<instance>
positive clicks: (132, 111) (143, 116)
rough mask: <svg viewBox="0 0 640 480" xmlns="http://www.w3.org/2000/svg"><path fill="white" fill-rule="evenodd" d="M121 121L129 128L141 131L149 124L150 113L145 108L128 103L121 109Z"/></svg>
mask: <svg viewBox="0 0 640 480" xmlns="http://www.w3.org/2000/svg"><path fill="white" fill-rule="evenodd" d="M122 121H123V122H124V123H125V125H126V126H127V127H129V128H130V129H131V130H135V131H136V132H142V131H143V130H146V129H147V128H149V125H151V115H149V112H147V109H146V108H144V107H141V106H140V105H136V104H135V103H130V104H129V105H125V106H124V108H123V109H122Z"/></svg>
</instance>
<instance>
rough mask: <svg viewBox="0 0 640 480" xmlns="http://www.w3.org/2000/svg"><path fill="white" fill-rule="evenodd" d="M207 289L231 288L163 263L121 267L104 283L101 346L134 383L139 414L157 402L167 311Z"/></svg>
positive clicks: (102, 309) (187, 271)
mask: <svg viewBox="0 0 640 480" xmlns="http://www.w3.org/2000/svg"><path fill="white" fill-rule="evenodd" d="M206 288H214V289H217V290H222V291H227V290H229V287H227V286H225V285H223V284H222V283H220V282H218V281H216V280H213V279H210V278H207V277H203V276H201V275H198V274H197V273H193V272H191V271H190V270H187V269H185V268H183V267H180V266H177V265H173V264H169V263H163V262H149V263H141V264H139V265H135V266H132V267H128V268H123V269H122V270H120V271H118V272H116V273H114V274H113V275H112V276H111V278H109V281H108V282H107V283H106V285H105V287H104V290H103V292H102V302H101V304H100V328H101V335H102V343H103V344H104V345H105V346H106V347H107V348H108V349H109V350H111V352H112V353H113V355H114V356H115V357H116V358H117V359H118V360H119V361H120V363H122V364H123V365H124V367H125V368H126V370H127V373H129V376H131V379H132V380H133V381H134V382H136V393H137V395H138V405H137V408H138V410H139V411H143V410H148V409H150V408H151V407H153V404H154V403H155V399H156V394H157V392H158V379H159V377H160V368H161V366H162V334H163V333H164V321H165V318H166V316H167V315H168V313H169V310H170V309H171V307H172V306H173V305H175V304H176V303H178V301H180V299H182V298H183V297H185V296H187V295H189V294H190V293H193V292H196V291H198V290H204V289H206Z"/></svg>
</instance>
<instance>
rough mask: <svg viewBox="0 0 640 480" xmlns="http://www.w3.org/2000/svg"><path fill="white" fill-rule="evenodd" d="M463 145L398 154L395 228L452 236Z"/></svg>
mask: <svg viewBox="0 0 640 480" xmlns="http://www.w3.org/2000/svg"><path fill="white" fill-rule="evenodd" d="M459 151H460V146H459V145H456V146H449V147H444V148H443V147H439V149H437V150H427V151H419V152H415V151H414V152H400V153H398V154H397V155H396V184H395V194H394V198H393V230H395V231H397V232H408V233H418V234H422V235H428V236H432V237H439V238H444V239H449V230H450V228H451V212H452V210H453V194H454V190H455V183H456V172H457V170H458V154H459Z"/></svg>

==================================================

*Work order:*
Copy out every line of the records above, character for character.

*Response for this exercise:*
<instance>
positive clicks: (132, 111) (143, 116)
rough mask: <svg viewBox="0 0 640 480" xmlns="http://www.w3.org/2000/svg"><path fill="white" fill-rule="evenodd" d="M121 121L129 128L141 131L149 124L150 113L145 108L128 103L121 109Z"/></svg>
mask: <svg viewBox="0 0 640 480" xmlns="http://www.w3.org/2000/svg"><path fill="white" fill-rule="evenodd" d="M122 121H123V122H124V123H125V125H126V126H127V127H129V128H130V129H131V130H135V131H136V132H142V131H143V130H146V129H147V128H149V125H151V115H149V112H147V109H146V108H144V107H141V106H140V105H136V104H135V103H130V104H129V105H125V106H124V108H123V109H122Z"/></svg>
</instance>
<instance>
rough mask: <svg viewBox="0 0 640 480" xmlns="http://www.w3.org/2000/svg"><path fill="white" fill-rule="evenodd" d="M207 289L231 288L163 263L121 267L104 283L101 346L134 383L139 414L157 402L167 311Z"/></svg>
positive clicks: (102, 309) (187, 271)
mask: <svg viewBox="0 0 640 480" xmlns="http://www.w3.org/2000/svg"><path fill="white" fill-rule="evenodd" d="M206 288H214V289H217V290H222V291H227V290H229V287H227V286H225V285H223V284H222V283H220V282H218V281H216V280H213V279H210V278H207V277H203V276H201V275H198V274H197V273H193V272H191V271H190V270H187V269H185V268H183V267H180V266H177V265H173V264H169V263H163V262H149V263H141V264H139V265H135V266H132V267H128V268H123V269H122V270H120V271H118V272H116V273H114V274H113V275H112V276H111V278H109V281H108V282H107V283H106V285H105V287H104V290H103V292H102V302H101V304H100V328H101V335H102V343H103V344H104V345H105V346H106V347H107V348H108V349H109V350H111V352H112V353H113V355H114V356H115V357H116V358H117V359H118V360H119V361H120V363H122V364H123V365H124V367H125V368H126V370H127V373H129V376H131V379H132V380H133V381H134V382H136V393H137V395H138V405H137V408H138V410H139V411H143V410H148V409H150V408H151V407H153V404H154V403H155V399H156V394H157V392H158V379H159V377H160V368H161V366H162V334H163V333H164V321H165V318H166V316H167V315H168V313H169V310H170V309H171V307H172V306H173V305H175V304H176V303H178V301H180V299H182V298H183V297H185V296H187V295H189V294H190V293H193V292H196V291H198V290H204V289H206Z"/></svg>
</instance>
<instance>
rough mask: <svg viewBox="0 0 640 480" xmlns="http://www.w3.org/2000/svg"><path fill="white" fill-rule="evenodd" d="M463 145L398 154L395 228L452 236Z"/></svg>
mask: <svg viewBox="0 0 640 480" xmlns="http://www.w3.org/2000/svg"><path fill="white" fill-rule="evenodd" d="M459 151H460V146H459V145H456V146H449V147H444V148H443V147H439V149H437V150H427V151H419V152H415V151H414V152H400V153H398V154H397V155H396V184H395V194H394V198H393V230H395V231H397V232H408V233H418V234H422V235H428V236H432V237H439V238H444V239H449V230H450V228H451V212H452V210H453V194H454V190H455V183H456V172H457V170H458V154H459Z"/></svg>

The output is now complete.